▶ [Written request]
Could you copy out the article on the Delhi High Court's PISCO ruling below word for word, from its first line to its last?

-- Document text start --

NEW DELHI: In a landmark ruling, the Delhi High Court has clarified a fundamental principle of Geographical Indications (GI) law: “First use” is not the determining factor in granting GI protection.

This clarification came in the context of a long-standing dispute between Chile and Peru over the right to the GI tag “PISCO”, a popular grape-based alcoholic beverage.

Background

The case involves a dispute over the Geographical Indication (GI) tag for the alcoholic beverage “PISCO” between Chile and Peru. The petitioner, Asociacion de Productores de Pisco A.G. (a Chilean producers’ body), challenged a 2018 order of the Intellectual Property Appellate Board (IPAB), which granted GI registration for “PISCO” to the Peruvian respondent without any prefix.

Earlier, in 2009, the Assistant Registrar had allowed the GI with the condition that it be registered as “Peruvian PISCO”, to avoid confusion, acknowledging that both Chile and Peru use the term. However, the IPAB reversed this and granted the GI solely as “PISCO”.

The Chilean petitioner, claiming historical and continuous use of the term for over a century, filed its own GI application for “Chilean PISCO” in 2020. The Delhi High Court issued interim orders ensuring no final decision would be made on the Chilean application until the writ petition was resolved.

The petitioner relies on historical records, Free Trade Agreements, and international recognition to assert that both countries should be allowed to use the GI, ideally with country-specific qualifiers to prevent consumer confusion.

Court’s Observation

The Delhi High Court, in Asociacion de Productores de Pisco A.G. v. Union of India & Ors., explicitly held that the concept of “first use” or “prior use” is not a relevant factor under the Geographical Indications of Goods (Registration and Protection) Act, 1999.

-- Document text end --
-- Rows start --

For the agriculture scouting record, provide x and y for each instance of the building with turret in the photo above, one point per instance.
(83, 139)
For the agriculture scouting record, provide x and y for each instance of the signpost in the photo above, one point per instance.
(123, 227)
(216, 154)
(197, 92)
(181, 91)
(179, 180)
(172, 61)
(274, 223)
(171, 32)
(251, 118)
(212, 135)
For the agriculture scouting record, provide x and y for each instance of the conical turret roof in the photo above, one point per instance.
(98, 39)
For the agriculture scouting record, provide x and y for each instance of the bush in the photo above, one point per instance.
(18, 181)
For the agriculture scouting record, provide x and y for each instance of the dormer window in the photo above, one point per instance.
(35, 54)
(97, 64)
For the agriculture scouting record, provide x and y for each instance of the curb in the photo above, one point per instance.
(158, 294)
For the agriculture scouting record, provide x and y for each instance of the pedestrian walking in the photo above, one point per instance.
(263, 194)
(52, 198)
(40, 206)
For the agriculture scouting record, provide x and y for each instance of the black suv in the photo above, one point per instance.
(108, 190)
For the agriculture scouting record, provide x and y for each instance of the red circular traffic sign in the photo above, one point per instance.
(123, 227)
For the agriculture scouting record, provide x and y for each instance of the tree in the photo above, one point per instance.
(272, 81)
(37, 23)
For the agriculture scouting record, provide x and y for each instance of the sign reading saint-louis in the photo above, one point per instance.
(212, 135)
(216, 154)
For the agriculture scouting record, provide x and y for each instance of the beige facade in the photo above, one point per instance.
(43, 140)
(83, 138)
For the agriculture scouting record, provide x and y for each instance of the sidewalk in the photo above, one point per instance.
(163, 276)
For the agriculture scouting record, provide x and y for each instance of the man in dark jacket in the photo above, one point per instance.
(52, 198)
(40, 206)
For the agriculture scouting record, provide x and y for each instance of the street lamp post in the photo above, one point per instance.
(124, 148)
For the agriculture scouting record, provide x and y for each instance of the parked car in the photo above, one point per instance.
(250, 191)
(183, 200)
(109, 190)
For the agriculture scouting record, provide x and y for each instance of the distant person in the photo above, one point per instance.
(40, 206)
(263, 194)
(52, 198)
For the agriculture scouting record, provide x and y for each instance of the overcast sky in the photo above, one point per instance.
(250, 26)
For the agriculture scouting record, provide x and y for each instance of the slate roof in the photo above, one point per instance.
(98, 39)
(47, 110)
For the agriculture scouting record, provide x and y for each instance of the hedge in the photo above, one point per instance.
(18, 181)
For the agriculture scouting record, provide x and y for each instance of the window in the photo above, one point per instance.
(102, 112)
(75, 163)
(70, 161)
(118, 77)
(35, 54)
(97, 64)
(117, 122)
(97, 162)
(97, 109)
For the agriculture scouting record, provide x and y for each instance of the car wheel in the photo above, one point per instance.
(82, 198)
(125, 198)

-- Rows end --

▶ [Final answer]
NEW DELHI: In a landmark ruling, the Delhi High Court has clarified a fundamental principle of Geographical Indications (GI) law: “First use” is not the determining factor in granting GI protection.

This clarification came in the context of a long-standing dispute between Chile and Peru over the right to the GI tag “PISCO”, a popular grape-based alcoholic beverage.

Background

The case involves a dispute over the Geographical Indication (GI) tag for the alcoholic beverage “PISCO” between Chile and Peru. The petitioner, Asociacion de Productores de Pisco A.G. (a Chilean producers’ body), challenged a 2018 order of the Intellectual Property Appellate Board (IPAB), which granted GI registration for “PISCO” to the Peruvian respondent without any prefix.

Earlier, in 2009, the Assistant Registrar had allowed the GI with the condition that it be registered as “Peruvian PISCO”, to avoid confusion, acknowledging that both Chile and Peru use the term. However, the IPAB reversed this and granted the GI solely as “PISCO”.

The Chilean petitioner, claiming historical and continuous use of the term for over a century, filed its own GI application for “Chilean PISCO” in 2020. The Delhi High Court issued interim orders ensuring no final decision would be made on the Chilean application until the writ petition was resolved.

The petitioner relies on historical records, Free Trade Agreements, and international recognition to assert that both countries should be allowed to use the GI, ideally with country-specific qualifiers to prevent consumer confusion.

Court’s Observation

The Delhi High Court, in Asociacion de Productores de Pisco A.G. v. Union of India & Ors., explicitly held that the concept of “first use” or “prior use” is not a relevant factor under the Geographical Indications of Goods (Registration and Protection) Act, 1999.